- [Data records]
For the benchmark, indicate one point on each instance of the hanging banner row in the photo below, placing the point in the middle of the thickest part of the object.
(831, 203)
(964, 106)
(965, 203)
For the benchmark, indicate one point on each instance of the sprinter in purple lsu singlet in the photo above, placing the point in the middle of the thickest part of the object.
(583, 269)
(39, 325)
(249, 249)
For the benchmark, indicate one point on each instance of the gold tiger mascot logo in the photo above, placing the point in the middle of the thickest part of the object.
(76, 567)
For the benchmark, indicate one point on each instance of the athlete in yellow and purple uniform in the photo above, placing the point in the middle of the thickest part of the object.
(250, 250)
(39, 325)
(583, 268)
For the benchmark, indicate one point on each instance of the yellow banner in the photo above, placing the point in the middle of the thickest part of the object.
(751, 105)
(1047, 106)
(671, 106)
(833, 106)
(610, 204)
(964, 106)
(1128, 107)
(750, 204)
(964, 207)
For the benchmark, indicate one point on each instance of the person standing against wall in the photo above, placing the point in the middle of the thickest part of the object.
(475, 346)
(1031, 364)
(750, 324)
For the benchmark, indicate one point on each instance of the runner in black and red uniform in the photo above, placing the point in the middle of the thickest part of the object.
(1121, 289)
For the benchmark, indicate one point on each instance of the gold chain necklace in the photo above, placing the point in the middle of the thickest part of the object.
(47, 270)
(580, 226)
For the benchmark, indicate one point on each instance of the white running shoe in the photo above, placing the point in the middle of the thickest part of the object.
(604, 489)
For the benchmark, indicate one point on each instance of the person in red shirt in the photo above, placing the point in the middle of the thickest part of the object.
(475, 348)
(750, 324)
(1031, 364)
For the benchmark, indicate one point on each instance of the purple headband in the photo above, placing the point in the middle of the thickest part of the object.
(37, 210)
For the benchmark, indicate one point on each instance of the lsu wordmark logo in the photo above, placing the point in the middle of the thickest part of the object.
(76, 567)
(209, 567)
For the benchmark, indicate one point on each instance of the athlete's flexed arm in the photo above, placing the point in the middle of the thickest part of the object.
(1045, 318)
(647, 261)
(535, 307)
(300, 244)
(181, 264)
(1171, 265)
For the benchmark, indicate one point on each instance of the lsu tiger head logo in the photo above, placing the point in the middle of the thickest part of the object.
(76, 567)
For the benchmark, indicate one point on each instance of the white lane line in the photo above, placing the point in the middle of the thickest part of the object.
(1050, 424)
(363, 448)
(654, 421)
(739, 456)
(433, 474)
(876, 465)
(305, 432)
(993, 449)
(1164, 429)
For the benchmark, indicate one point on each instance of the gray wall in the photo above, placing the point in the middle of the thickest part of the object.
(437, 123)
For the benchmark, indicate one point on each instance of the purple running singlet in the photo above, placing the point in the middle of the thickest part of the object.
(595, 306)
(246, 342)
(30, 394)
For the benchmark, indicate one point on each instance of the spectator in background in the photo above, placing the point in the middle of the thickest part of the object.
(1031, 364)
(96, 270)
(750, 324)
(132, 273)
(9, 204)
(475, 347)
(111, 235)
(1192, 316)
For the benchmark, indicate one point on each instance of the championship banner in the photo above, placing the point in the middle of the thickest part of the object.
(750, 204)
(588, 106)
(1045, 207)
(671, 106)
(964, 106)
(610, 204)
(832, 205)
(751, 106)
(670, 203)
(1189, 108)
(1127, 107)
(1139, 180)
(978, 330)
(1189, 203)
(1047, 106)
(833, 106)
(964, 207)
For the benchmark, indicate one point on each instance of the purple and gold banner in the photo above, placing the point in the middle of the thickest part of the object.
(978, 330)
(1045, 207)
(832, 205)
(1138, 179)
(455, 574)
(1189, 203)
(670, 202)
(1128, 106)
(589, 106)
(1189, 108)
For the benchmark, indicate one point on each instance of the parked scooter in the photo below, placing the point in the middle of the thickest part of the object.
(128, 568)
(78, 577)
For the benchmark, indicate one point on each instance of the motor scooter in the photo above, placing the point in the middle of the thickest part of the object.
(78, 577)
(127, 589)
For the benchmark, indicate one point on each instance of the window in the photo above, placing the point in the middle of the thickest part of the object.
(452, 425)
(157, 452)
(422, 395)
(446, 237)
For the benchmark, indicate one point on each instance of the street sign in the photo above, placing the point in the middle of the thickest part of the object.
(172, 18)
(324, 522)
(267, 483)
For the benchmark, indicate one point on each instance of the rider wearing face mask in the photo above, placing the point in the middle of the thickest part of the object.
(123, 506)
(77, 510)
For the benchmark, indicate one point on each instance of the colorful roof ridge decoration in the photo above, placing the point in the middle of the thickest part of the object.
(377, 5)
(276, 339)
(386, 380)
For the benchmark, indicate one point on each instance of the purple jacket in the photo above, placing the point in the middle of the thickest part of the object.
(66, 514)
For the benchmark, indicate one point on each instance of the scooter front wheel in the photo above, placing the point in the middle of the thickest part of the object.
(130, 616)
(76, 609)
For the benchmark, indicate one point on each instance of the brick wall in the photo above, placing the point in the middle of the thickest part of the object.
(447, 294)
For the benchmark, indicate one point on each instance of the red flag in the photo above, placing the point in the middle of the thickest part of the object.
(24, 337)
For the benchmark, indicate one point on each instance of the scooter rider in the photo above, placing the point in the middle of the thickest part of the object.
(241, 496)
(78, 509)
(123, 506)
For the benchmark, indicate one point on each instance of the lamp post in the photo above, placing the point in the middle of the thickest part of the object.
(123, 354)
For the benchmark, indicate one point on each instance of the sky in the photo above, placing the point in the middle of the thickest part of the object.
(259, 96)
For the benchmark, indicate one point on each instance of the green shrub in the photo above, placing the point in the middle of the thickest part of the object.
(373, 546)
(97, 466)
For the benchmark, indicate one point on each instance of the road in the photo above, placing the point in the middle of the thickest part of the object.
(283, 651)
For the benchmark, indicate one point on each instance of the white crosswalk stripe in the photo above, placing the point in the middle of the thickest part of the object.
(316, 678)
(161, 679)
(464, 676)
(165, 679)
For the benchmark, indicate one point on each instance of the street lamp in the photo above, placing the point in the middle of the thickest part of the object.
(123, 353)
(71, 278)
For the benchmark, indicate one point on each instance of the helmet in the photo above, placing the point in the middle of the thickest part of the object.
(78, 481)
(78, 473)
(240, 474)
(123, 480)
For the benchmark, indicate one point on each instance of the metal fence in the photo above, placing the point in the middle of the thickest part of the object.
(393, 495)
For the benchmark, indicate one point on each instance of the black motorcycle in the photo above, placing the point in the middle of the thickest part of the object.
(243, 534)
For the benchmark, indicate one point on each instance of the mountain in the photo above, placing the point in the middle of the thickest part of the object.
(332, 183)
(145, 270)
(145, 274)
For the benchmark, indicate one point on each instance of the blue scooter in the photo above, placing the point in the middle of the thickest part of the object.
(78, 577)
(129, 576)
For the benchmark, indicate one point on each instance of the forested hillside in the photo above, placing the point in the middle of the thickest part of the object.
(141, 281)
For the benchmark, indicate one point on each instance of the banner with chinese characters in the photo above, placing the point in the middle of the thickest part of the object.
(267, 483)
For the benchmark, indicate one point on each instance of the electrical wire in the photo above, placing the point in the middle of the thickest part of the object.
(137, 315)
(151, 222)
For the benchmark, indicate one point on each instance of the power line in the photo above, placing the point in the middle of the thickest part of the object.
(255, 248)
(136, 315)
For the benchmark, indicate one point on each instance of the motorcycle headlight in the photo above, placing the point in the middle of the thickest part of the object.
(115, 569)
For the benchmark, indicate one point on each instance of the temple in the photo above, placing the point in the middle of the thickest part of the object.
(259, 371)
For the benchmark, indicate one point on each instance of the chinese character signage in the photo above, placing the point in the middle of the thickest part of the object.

- [Written problem]
Provide an exact reproduction of all the entries shown above.

- [Response for this exercise]
For the benchmark, indicate one point on each instance of the hanging banner row in the photo below, placing the point in the middle of the thickest part of the object.
(831, 203)
(964, 106)
(965, 203)
For the benchmark, indicate one point on each instance of the sprinter in purple lsu singlet in the photo above, placing the point in the middle of the thickest part of the object.
(583, 269)
(39, 325)
(249, 249)
For the benchmark, indicate one point on each instance of the gold tiger mascot logo in the photo above, placing the point in the middle of the thickest part of the object.
(76, 567)
For the benchmark, indicate one point on each instance of the athlete in yellow and purple uniform in the photo above, placing the point in the middle of the thickest part of the object.
(250, 250)
(39, 325)
(583, 268)
For the benchmark, indicate one point on each instance of the yellow banner in the photo above, placing the point in the middle of the thickest part of the object.
(751, 105)
(1047, 106)
(671, 106)
(833, 106)
(610, 204)
(964, 106)
(1128, 107)
(750, 204)
(964, 207)
For the benchmark, indicate one point on each instance of the person standing against wall in the photo above, placing the point in the middle of the thickest part of the object.
(475, 346)
(1031, 364)
(750, 324)
For the benchmark, indicate one point on each instance of the runner in black and red uniform in the photo above, placing the point in the middle of the thickest part of the object.
(1121, 289)
For the benchmark, indicate one point on each instance of the gold chain necklace in the photo above, placing the point in the middle of the thickest part of the object.
(47, 270)
(580, 226)
For the benchmark, indicate one point on each instance of the white running shoe in the photo above, placing the point in the middle of the thickest part of the object.
(604, 489)
For the benchmark, indicate one point on each instance of the person in red shirt in the photo above, placing the point in the middle of the thickest part of the object.
(475, 348)
(750, 324)
(1031, 364)
For the benchmark, indicate one point on each instance of the purple headband in the photo above, placing the point in the middle of the thickest part of the object.
(37, 210)
For the benchmark, indicate one point on each instance of the lsu wordmark logo in the photo above, placing the point in the middle of the thickest part of the object.
(76, 567)
(209, 567)
For the benchmark, indicate one point on each instance of the athlete's flexed arm in the photo above, placing the point in the middle of the thickest part of the object.
(1045, 318)
(647, 261)
(535, 307)
(300, 244)
(181, 264)
(1171, 265)
For the benchmark, indicate one point on each instance of the lsu tiger head logo in the photo above, placing the point in the middle of the thickest part of the object.
(76, 567)
For the benchmark, indicate one point on each instance of the white lane line in the photo above, placing the point in the middle of the thickest part of the object.
(1050, 424)
(363, 448)
(654, 421)
(739, 456)
(433, 474)
(876, 465)
(305, 432)
(993, 449)
(1164, 429)
For the benchmark, indicate one point on each instance of the gray wall in the photo above, placing the point in the middle of the thickest part of the object.
(437, 123)
For the benchmark, indicate one point on each instance of the purple running singlet in the photo above, placing the point in the middle of the thickest part of the object.
(595, 306)
(246, 342)
(30, 394)
For the benchmark, indicate one point on each instance of the spectator in background in the photo above, placing the point in the middle of the thickest part of the object.
(1031, 364)
(96, 270)
(750, 324)
(132, 273)
(9, 204)
(475, 347)
(111, 235)
(1192, 316)
For the benchmark, indicate one point on each instance of the championship banner in the photo above, placing the point in the middle of the thickest part of the object.
(750, 204)
(588, 106)
(1045, 207)
(671, 106)
(964, 106)
(610, 204)
(832, 205)
(751, 106)
(670, 203)
(1189, 108)
(1127, 107)
(1139, 180)
(978, 330)
(1189, 203)
(1047, 106)
(833, 106)
(964, 207)
For the benchmark, indicate one point on each instance of the purple and gold banner in the photo above, placing the point in the middle of the thickest part of the object.
(978, 330)
(1045, 207)
(832, 205)
(1138, 179)
(455, 574)
(1189, 203)
(670, 202)
(1128, 106)
(589, 106)
(1189, 108)
For the benchmark, indicate one point on each instance of the parked scooter in the photo below, placing the point in the middle of the thickest part of the object.
(128, 568)
(78, 577)
For the benchmark, indicate one point on each instance of the motor scooter in the photo above, placing the point in the middle of the thickest part of the object.
(78, 577)
(127, 589)
For the benchmark, indicate one point on each instance of the window in the photo above, placing the point in the middle of the thickest part of the object.
(452, 425)
(157, 452)
(422, 395)
(446, 237)
For the benchmark, indicate one point on each instance of the street sign in the photo above, placing the point in the middle of the thickest part of the object.
(172, 18)
(324, 522)
(267, 483)
For the benchmark, indicate one point on each instance of the rider wearing face mask in the photo above, placing the point in the middle of the thickest part of the object.
(123, 506)
(77, 510)
For the benchmark, indicate one point on each instance of the colorful roof ridge decoration in the photo above, placing the point in the middle of the thickest part of the object.
(377, 5)
(276, 339)
(386, 380)
For the benchmark, indicate one point on each instance of the purple jacket in the photo above, placing the point in the middle of the thickest part of the object.
(66, 514)
For the benchmark, indicate one point on each instance of the scooter front wheel in the photo above, placing the point in the middle of the thickest part of the object.
(130, 616)
(76, 609)
For the benchmark, indicate one point on each instance of the brick wall in the photo above, placing the point in the middle of the thickest part of the object.
(447, 294)
For the benchmark, indicate one point on each instance of the red flag in the photo above, placing the point in the middle of the thickest part of the object.
(24, 337)
For the benchmark, indicate one point on each instance of the scooter rider in the photo above, placing the point in the middle of the thickest part of the object.
(241, 496)
(78, 509)
(123, 506)
For the benchmark, indicate one point on each instance of the lamp post in the photo above, placing the point in the middle of the thickest part of the object.
(123, 354)
For the benchmark, indicate one point on each instance of the sky in the photo above, placing the point in the middle of the thickest part of the object.
(259, 96)
For the benchmark, indicate one point on each instance of the green shrub in the photo above, placing the point in the middle of the thickest part of the object.
(373, 546)
(97, 466)
For the benchmark, indicate one point on each instance of the road in the photo above, placing the point in the middle of the thickest part of the object.
(283, 651)
For the benchmark, indicate one point on each instance of the white crosswalk stripe in the photo above, placing the point in the middle of the thickest part of the object.
(316, 678)
(161, 679)
(464, 676)
(165, 679)
For the benchmark, indicate one point on each instance of the street lamp in the photo above, placing the point in the middle of the thickest part of the object.
(123, 353)
(71, 278)
For the benchmark, indicate one point on each instance of the helmet in the photo above, placing the point in the middle of the thickest part of the object.
(78, 481)
(78, 473)
(240, 474)
(123, 480)
For the benchmark, indicate one point on each instance of the metal fence in the photo above, placing the point in the middle of the thickest part of the object.
(393, 495)
For the benchmark, indicate one point on each instance of the black motorcycle in the photo above, placing the point in the middle of the thickest part of the object.
(243, 534)
For the benchmark, indicate one point on each instance of the mountain in the photo above, placing the point in the middle of the thickest part of the object.
(332, 183)
(145, 270)
(145, 274)
For the benchmark, indicate one point on each instance of the blue scooter in the photo above, placing the point in the middle of the thickest part of the object.
(78, 577)
(129, 576)
For the benchmark, indicate one point on each instance of the forested hillside in the photo above, placing the point in the middle of the thickest part of the object.
(141, 281)
For the benchmark, indicate one point on each instance of the banner with chinese characters in the photo above, placing the point in the middle of the thickest part of the object.
(267, 483)
For the benchmark, indicate one point on each instance of the electrical wire in the photo above, placing the point in the middle of the thickest part of the object.
(137, 315)
(151, 222)
For the benchmark, indicate one point on each instance of the power line in the photo above, placing the point in the middle of the thickest part of the object.
(255, 248)
(136, 315)
For the benchmark, indicate one point on each instance of the motorcycle headlight in the photo above, placing the point in the middle of the thickest part of the object.
(115, 569)
For the benchmark, indicate one point on each instance of the temple in the photo above, placing the point in the middle of the thickest part of the object.
(259, 371)
For the benchmark, indicate one point on each instance of the chinese character signage in the photo above, placing the point in the middle of the thickest part of the object.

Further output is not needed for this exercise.